## Supplied text
■ ■ ■

Cathay Pacific flight attendants who have kept their jobs amid the airline’s massive redundancies are deeply unhappy about their new contracts, which some compared to slavery at an emergency general meeting on Monday.
The Cathay Pacific Airways Flight Attendants Union held the emergency meeting at a Hong Kong hotel on Monday, where a crowd of hundreds of members and their families stood outside. They were prevented from attending by social distancing requirements.
They wore white clothing to express their solidarity with the labor union and their dissatisfaction with the new contract terms given to them last week. The union members are facing the dilemma of whether to resign or to accept deep pay cuts of up to half of their base salaries.
The airline recently fired thousands and shut down its regional carrier, Cathay Dragon, in reaction to its almost 99 percent drop in business caused by the global COVID-19 pandemic.
Employees who fail to sign the new contract before Nov. 4 will be considered to have resigned voluntarily. It remains unclear whether the wage cuts will be permanent or temporary.

■ ■ ■

## Extracted records
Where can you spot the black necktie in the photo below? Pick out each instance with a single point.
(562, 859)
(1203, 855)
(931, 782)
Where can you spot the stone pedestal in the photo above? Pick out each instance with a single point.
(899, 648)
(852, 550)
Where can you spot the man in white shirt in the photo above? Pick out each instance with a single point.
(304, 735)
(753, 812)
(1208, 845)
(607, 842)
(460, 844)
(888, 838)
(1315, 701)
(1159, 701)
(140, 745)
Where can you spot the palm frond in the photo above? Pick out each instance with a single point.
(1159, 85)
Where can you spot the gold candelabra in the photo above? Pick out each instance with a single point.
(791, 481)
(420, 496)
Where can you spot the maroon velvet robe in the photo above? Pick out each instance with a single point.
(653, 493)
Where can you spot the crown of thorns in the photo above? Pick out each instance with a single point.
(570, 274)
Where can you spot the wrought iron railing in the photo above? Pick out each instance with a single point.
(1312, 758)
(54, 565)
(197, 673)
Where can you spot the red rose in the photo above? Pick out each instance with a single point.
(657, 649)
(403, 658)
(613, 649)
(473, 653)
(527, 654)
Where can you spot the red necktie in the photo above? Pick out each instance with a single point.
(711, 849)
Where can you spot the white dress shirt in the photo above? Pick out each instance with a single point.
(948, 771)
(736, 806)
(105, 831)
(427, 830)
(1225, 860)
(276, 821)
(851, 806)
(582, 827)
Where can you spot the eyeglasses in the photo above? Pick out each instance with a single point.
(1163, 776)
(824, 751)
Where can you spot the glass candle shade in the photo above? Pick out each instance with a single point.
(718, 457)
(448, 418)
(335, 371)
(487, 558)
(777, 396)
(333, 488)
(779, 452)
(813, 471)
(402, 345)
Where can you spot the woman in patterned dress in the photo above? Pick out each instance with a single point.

■ ■ ■

## Problem details
Please list every company or organization named in the Cathay Pacific article above.

## Your solution
- Cathay Pacific
- Cathay Pacific Airways Flight Attendants Union
- Cathay Dragon